====== PAGE ======

Relative Bias (RB) of standard errors of group mean estimates

Table 4 presents the mean RBs of standard errors for group mean estimates under the misspecified model. There was an inflation of standard errors for group mean estimates under the misspecified model. ANOVA results show that R², Fs(2, 2257) = 10.017 and 13.931; ps < .001; η²s = .009 and .012 for Class 1 and Class 2, respectively, was the major source of impact when RBs of the standard errors for group mean estimates were the dependent variables.

Table 4.

Relative Bias of Standard Errors of Group Mean Estimates in Study 1

Conditions		False model SE Bias
R ²	ICC	SE1 (%)	SE2 (%)
.1	.1	9	17
.1	.2	11	8
.3	.1	20	31
.3	.2	21	20
.5	.1	3	9
.5	.2	13	13

Note: ICC = intraclass correlation.

Study 2

Method

Data generation

To extend the findings from Study 1, which was based on the balanced design (i.e., the two classes had exactly same number of observations and variance across clusters), Study 2 was conducted by taking the unbalanced sample size and variance (i.e., unequal class size for the two subpopulations) into account along with other design factors as considered in Study 1. There were two imbalance types, Imbalance Type 1 and Imbalance Type 2. Under Imbalance Type 1, large size was associated with large variance in Group 1 and small size was associated with small size in Group 2; under Imbalance Type 2, large size was associated with small variance in Group 1 and small size was associated with large size in Group 2. The group size and variance varied at Level 1 for the two latent classes. A large group size is a group of 15 students, whereas a small group size is a group of 5 students. A larger variance group has a variance 3 times of the variance of the smaller variance group, so that the variance between the two latent groups was distinguishable. Equation (5) was used to calculate the variances of each individual group based on the size of each group. The value of S²_p, which was the pooled Level 1 variance of the two latent classes, was set to be 0.9, 0.7, and 0.5, respectively, because the variance accounted for by group membership was 0.1, 0.3, and 0.5 in Study 1.

======

**GIVEN PROBLEM 1:** Reproduce the rows from the start of the rows through the line containing "POLYGON ((216 135, 216", both ends included. Keep the requests, leave out the pictures, and multiply every coordinate in the outline answers by 2.05, rounding to whole numbers with halves going up.
The text above has no connection to the rows that follow it.

====== RECORDS FOR THIS TASK ======

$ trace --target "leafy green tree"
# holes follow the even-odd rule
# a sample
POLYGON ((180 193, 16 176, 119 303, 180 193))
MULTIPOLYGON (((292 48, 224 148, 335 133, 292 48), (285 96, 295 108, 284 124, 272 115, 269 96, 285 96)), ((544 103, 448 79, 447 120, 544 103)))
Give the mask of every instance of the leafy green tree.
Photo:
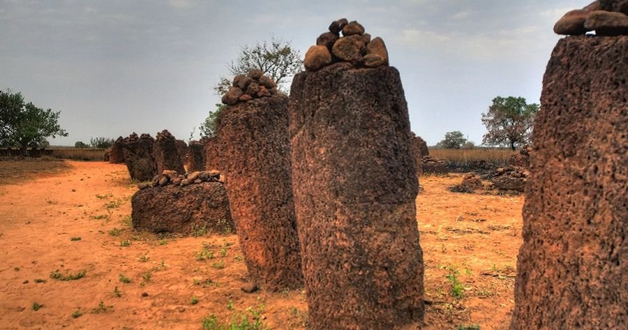
POLYGON ((216 135, 216 121, 218 119, 218 114, 220 114, 220 111, 225 107, 227 107, 227 105, 216 104, 216 110, 209 112, 207 118, 205 118, 204 121, 201 123, 200 126, 198 127, 199 130, 200 130, 201 136, 211 137, 216 135))
MULTIPOLYGON (((232 61, 227 67, 232 78, 238 75, 246 75, 252 69, 260 69, 275 80, 281 91, 287 93, 289 89, 285 84, 301 70, 303 61, 299 50, 293 49, 290 42, 273 37, 269 41, 243 47, 238 59, 232 61)), ((220 77, 220 82, 214 89, 218 95, 224 95, 229 90, 232 81, 232 79, 220 77)))
POLYGON ((78 149, 87 149, 89 148, 89 146, 83 143, 82 141, 77 141, 76 143, 74 144, 74 147, 78 149))
POLYGON ((68 136, 59 124, 60 114, 25 103, 21 93, 0 91, 0 145, 25 151, 36 148, 46 137, 68 136))
POLYGON ((493 98, 488 112, 482 114, 482 123, 488 131, 484 135, 482 144, 507 146, 512 150, 517 146, 529 144, 534 114, 538 111, 538 104, 528 104, 524 98, 493 98))
POLYGON ((92 148, 105 149, 111 147, 115 142, 110 137, 91 137, 89 139, 89 145, 92 148))
POLYGON ((459 149, 467 142, 465 135, 460 130, 447 132, 444 140, 436 144, 438 148, 459 149))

======

**GIVEN PROBLEM 2:** Carry on the text about the simulation studies from its final sentence.

**FINAL RESULT 1:**
$ trace --target "leafy green tree"
# holes follow the even-odd rule
# a sample
POLYGON ((180 193, 16 176, 119 303, 180 193))
MULTIPOLYGON (((292 48, 224 148, 335 133, 292 48), (285 96, 295 108, 284 124, 272 115, 269 96, 285 96)), ((544 103, 448 79, 447 120, 544 103)))
Give the mask of every instance of the leafy green tree.
Photo:
POLYGON ((443 277, 443 248, 447 244, 447 234, 451 234, 451 228, 461 219, 465 219, 465 215, 443 213, 443 226, 428 230, 424 242, 420 242, 418 248, 412 252, 410 258, 406 260, 408 267, 410 267, 412 279, 433 281, 443 277))

**FINAL RESULT 2:**
$S_{p}^{2} = \frac{(n_{1} - 1) s_{1}^{2} + (n_{2} - 1) s_{2}^{2}}{n_{1} + n_{2} - 2}$

The simulation used a 3 (amount of variance explained by group membership) × 2 (magnitude of ICC) × 2 (imbalance type) factorial design to generate the data. A total of 500 replications were generated for each condition using SAS 9.1, yielding a total of 6,000 data sets. Each data set was then analyzed by a true model (MMM considering the higher/cluster level) and a misspecified model (FMM ignoring the higher/cluster level) using Mplus 4.2 Mixture routine (L. K. Muthén & Muthén, 2006-2007).

Analysis

Similar to Study 1, valid replications were selected, with hit rates and RBs of parameter estimates under the 12 conditions for both true and misspecified models calculated and examined. ANOVAs were conducted to determine the contribution of the design factors and all possible interactions.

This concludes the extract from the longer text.